— BEGIN Records to process —

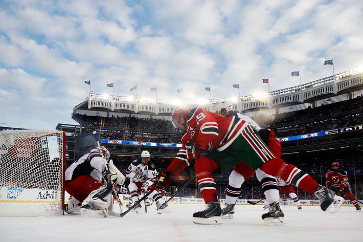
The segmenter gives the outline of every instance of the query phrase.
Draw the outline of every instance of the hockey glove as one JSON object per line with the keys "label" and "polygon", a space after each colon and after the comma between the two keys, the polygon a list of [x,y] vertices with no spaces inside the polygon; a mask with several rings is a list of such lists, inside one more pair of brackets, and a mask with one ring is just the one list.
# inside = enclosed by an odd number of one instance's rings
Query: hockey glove
{"label": "hockey glove", "polygon": [[187,157],[190,161],[197,160],[200,156],[200,146],[196,143],[189,141],[185,144],[187,149]]}
{"label": "hockey glove", "polygon": [[169,177],[168,178],[166,178],[166,177],[170,173],[169,171],[166,170],[162,171],[160,172],[160,174],[156,178],[158,179],[157,182],[156,182],[156,188],[162,189],[168,187],[170,184],[170,178],[171,176]]}
{"label": "hockey glove", "polygon": [[146,193],[148,188],[149,188],[149,184],[147,182],[144,183],[143,186],[140,189],[140,192],[141,192],[141,194]]}

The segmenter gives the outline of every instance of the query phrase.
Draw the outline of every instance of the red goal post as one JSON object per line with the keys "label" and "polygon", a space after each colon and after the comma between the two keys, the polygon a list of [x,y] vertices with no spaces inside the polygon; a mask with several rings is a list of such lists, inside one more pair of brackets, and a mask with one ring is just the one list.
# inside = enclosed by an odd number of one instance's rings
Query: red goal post
{"label": "red goal post", "polygon": [[64,214],[65,133],[0,131],[0,216]]}

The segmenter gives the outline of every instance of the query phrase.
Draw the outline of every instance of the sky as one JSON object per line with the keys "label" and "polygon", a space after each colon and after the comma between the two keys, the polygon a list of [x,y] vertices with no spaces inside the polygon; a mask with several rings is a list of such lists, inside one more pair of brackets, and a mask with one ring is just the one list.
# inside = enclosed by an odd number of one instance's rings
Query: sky
{"label": "sky", "polygon": [[0,1],[0,126],[76,124],[87,80],[180,100],[318,80],[363,65],[362,19],[357,0]]}

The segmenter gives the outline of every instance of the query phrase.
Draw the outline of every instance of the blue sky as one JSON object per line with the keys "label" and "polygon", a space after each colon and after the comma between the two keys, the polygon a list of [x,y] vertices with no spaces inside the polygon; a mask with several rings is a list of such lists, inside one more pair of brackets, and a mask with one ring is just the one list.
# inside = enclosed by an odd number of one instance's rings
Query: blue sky
{"label": "blue sky", "polygon": [[[237,96],[363,65],[363,2],[0,1],[0,123],[54,129],[96,93]],[[183,94],[176,90],[184,89]]]}

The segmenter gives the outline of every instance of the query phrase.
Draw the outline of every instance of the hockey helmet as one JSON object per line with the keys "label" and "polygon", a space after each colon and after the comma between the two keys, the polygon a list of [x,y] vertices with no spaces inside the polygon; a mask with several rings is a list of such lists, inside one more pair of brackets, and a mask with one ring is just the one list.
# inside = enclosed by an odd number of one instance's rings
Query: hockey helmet
{"label": "hockey helmet", "polygon": [[173,126],[174,128],[177,128],[177,124],[180,121],[180,118],[182,117],[185,120],[186,122],[184,123],[184,125],[186,126],[187,123],[187,117],[189,112],[191,110],[191,108],[188,106],[183,106],[177,107],[175,110],[171,115],[171,122],[173,123]]}
{"label": "hockey helmet", "polygon": [[150,153],[147,150],[143,150],[143,152],[141,152],[141,157],[150,157]]}
{"label": "hockey helmet", "polygon": [[[103,145],[101,145],[100,147],[101,148],[101,150],[102,151],[103,158],[105,158],[107,161],[108,161],[108,160],[109,160],[109,151],[105,146],[103,146]],[[98,149],[99,150],[100,147],[97,147],[96,149]]]}
{"label": "hockey helmet", "polygon": [[217,104],[215,107],[214,107],[214,112],[216,113],[218,112],[219,114],[220,114],[222,109],[225,109],[226,113],[229,113],[230,111],[233,111],[233,104],[232,102],[228,101],[223,101],[223,102],[221,102]]}

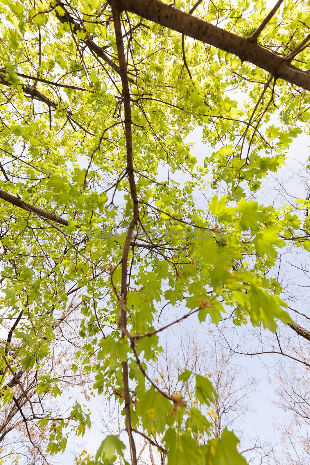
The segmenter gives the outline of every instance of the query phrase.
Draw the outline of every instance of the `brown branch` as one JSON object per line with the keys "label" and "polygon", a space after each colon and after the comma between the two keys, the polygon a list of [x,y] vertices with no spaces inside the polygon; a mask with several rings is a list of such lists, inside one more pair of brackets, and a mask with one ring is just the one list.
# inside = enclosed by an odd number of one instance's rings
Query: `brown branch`
{"label": "brown branch", "polygon": [[[6,73],[4,69],[0,70],[0,73]],[[19,76],[20,78],[25,78],[26,79],[31,79],[32,80],[38,81],[39,82],[43,82],[43,84],[50,84],[51,86],[56,86],[56,87],[63,87],[64,89],[71,89],[72,90],[80,90],[83,92],[90,92],[91,93],[94,93],[94,91],[91,89],[84,89],[83,87],[77,87],[76,86],[71,86],[70,84],[61,84],[59,82],[54,82],[53,81],[50,81],[47,79],[44,79],[42,78],[30,76],[29,74],[25,74],[23,73],[16,73],[17,76]],[[33,86],[34,87],[34,86]]]}
{"label": "brown branch", "polygon": [[[122,93],[124,99],[125,111],[125,135],[126,138],[126,167],[127,175],[129,182],[130,195],[133,202],[133,218],[129,224],[126,239],[123,249],[122,256],[122,268],[121,278],[121,298],[119,302],[119,326],[120,328],[126,329],[127,312],[127,262],[129,253],[130,244],[133,231],[139,219],[139,210],[137,190],[134,179],[133,169],[133,156],[132,153],[132,116],[130,103],[130,93],[127,75],[127,65],[124,51],[124,44],[120,22],[120,14],[118,10],[117,2],[112,4],[113,21],[115,31],[115,39],[117,47],[119,62],[119,75],[122,81]],[[124,335],[124,334],[123,334]],[[123,379],[124,382],[124,397],[125,403],[126,415],[126,428],[129,440],[132,465],[137,465],[136,445],[132,431],[131,417],[130,412],[130,395],[128,380],[128,368],[127,361],[123,362]]]}
{"label": "brown branch", "polygon": [[299,44],[297,47],[296,47],[290,53],[289,53],[285,57],[286,60],[289,60],[290,61],[291,60],[293,60],[294,57],[296,56],[300,52],[301,52],[304,48],[305,48],[307,43],[310,40],[310,34],[308,34],[306,36],[303,40],[302,40],[300,44]]}
{"label": "brown branch", "polygon": [[60,218],[59,216],[56,216],[56,215],[54,215],[52,213],[45,212],[44,210],[38,208],[37,207],[33,205],[30,205],[29,204],[24,202],[21,199],[11,195],[11,194],[8,194],[7,192],[5,192],[1,189],[0,189],[0,199],[2,199],[6,202],[8,202],[15,206],[18,206],[20,208],[25,210],[26,212],[34,213],[43,219],[49,219],[51,221],[58,223],[59,225],[63,225],[64,226],[68,226],[69,225],[69,222],[66,219]]}
{"label": "brown branch", "polygon": [[[63,16],[60,16],[59,13],[56,12],[56,17],[61,23],[69,23],[69,24],[71,25],[72,27],[72,32],[73,33],[76,34],[78,31],[79,32],[85,32],[87,34],[85,39],[84,40],[84,42],[87,45],[88,48],[91,50],[93,53],[94,53],[97,56],[99,56],[100,58],[103,60],[107,65],[112,68],[112,69],[116,71],[118,74],[120,75],[121,71],[119,67],[116,65],[113,61],[111,60],[109,57],[107,56],[106,53],[105,53],[104,50],[105,50],[105,47],[100,47],[99,45],[94,42],[94,41],[88,36],[89,35],[88,32],[85,29],[82,27],[76,21],[75,21],[73,16],[70,14],[69,12],[66,9],[66,7],[62,3],[60,0],[56,0],[56,3],[59,6],[61,7],[65,12],[65,14]],[[122,42],[123,40],[122,40]],[[132,83],[133,83],[134,81],[132,80],[127,77],[127,80]]]}
{"label": "brown branch", "polygon": [[252,34],[249,38],[250,40],[257,41],[257,38],[261,33],[265,26],[269,22],[271,18],[280,6],[281,3],[283,3],[283,0],[278,0],[276,5],[274,6],[271,11],[267,14],[266,18],[264,20],[260,26],[258,26],[256,31]]}
{"label": "brown branch", "polygon": [[297,323],[292,323],[290,325],[288,325],[290,328],[293,329],[296,332],[298,335],[298,336],[301,336],[303,338],[304,338],[305,339],[307,339],[308,341],[310,341],[310,332],[308,331],[305,329],[305,328],[303,328],[302,326],[300,326]]}
{"label": "brown branch", "polygon": [[[213,307],[213,306],[209,305],[208,306]],[[158,332],[160,332],[161,331],[163,331],[164,330],[166,329],[167,328],[170,327],[170,326],[172,326],[173,325],[175,325],[176,323],[180,323],[181,321],[183,321],[183,320],[185,319],[186,319],[188,317],[189,317],[190,315],[193,315],[194,313],[196,313],[197,312],[199,312],[199,311],[201,309],[201,307],[199,307],[198,308],[196,308],[195,310],[189,312],[188,313],[185,313],[185,315],[183,315],[183,317],[181,317],[180,318],[178,318],[178,319],[174,320],[174,321],[172,321],[171,323],[170,323],[168,325],[166,325],[165,326],[163,326],[159,329],[155,330],[154,331],[148,331],[147,332],[145,332],[143,334],[131,334],[131,339],[141,339],[142,338],[150,338],[151,336],[153,336],[154,334],[157,334]]]}
{"label": "brown branch", "polygon": [[[111,2],[110,2],[111,3]],[[310,75],[248,38],[240,37],[158,0],[119,0],[119,8],[177,31],[239,57],[270,73],[277,79],[310,90]]]}
{"label": "brown branch", "polygon": [[139,434],[140,436],[143,436],[143,438],[145,438],[145,439],[147,439],[147,440],[152,445],[153,445],[155,447],[157,447],[158,449],[159,449],[160,450],[161,450],[162,452],[163,452],[165,454],[167,453],[168,451],[166,450],[165,449],[164,449],[163,447],[162,447],[161,446],[159,445],[159,444],[158,444],[157,443],[154,442],[154,441],[152,441],[152,440],[150,439],[150,438],[147,436],[144,433],[141,432],[140,431],[138,431],[138,430],[135,430],[134,428],[132,428],[132,431],[134,433],[136,433],[137,434]]}

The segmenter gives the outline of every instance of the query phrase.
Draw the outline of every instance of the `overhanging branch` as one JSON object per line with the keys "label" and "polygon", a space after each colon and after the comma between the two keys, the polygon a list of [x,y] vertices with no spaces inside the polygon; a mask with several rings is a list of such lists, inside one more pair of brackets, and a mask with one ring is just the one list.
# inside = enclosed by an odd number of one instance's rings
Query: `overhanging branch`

— END Records to process —

*Exercise description*
From the items above, extract every line that contains the string "overhanging". Case counts.

*Expected output*
Draw the outline of every instance of the `overhanging branch` as one JSON object per line with the keys "label" and "polygon", a space after each colon and after the comma between the two keys, the polygon a list of [x,y] vertices with no spaces inside the polygon; a mask with several rings is a list of such lists, inside one more pair of brackets, and a mask with one ring is just the one list.
Query: `overhanging branch`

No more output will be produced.